**ARTICLE**

____________________

Why Fire-and-Forget?

The notification callback doesn't await delivery confirmation (NotificationHub.cs:99-136):

_projectsSubscriptionManager.SubscribeToEntity(Context.ConnectionId, projectId,
    notification =>
    {
        // Fire-and-forget - no await, no acknowledgment
        _hubContext.Clients.Client(connectionId).ProjectNotification(notificationDto);
    }
);

When Does This Happen?

Cause	Likelihood	Duration
Mobile network handoff (WiFi ↔ cellular)	Medium	1-5 seconds
Brief network congestion	Low	Milliseconds
Browser tab backgrounded aggressively	Medium	Varies
VPN reconnection	Medium	1-10 seconds

Difference from Full Disconnection (Scenario 2)

Full Disconnection	Send Failure
Client knows it disconnected	Client may not know
`onclose` / `onreconnected` fires	No event fires
`allReconnected$` triggers reload	Nothing triggers
Self-heals immediately	Waits for next update

Impact

Single notification lost
User sees stale state until next update
No error visible to user or server
No data loss - optimistic locking prevents conflicts (see below)

Self-Healing Triggers

Next database change delivers newer version
User refreshes
Connection fully drops → reconnection → reload

Mitigation Options

Option	Complexity	Effectiveness	Recommendation
A. Heartbeat with Versions	Low	High	⭐ Recommended
B. Client-side Staleness Detection	Low	Medium	Good supplement
C. Application-level ACKs	High	Very High	Overkill for SyRF

Option A: Heartbeat with Versions (Recommended)¶

Extend the existing UiVersionCheck mechanism to periodically sync versions:

Server-side (new hub method):

public async Task SendVersionHeartbeat()

____________________

**TO-DO LIST**
(a) Reproduce the passage of the section on fire-and-forget notifications from "Option A: Heartbeat" up to and including "async Task SendVersionHeartbeat()".
(b) List every cause given in the section on fire-and-forget notifications under the heading "When Does This Happen?"

**PROVIDED DATA**
____________________

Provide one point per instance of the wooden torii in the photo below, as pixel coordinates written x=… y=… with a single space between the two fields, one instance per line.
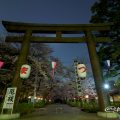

____________________

**RESPONSES PER TASK**
(a)
Option A: Heartbeat with Versions (Recommended)¶

Extend the existing UiVersionCheck mechanism to periodically sync versions:

Server-side (new hub method):

public async Task SendVersionHeartbeat()

(b)
- Mobile network handoff (WiFi ↔ cellular)
- Brief network congestion
- Browser tab backgrounded aggressively
- VPN reconnection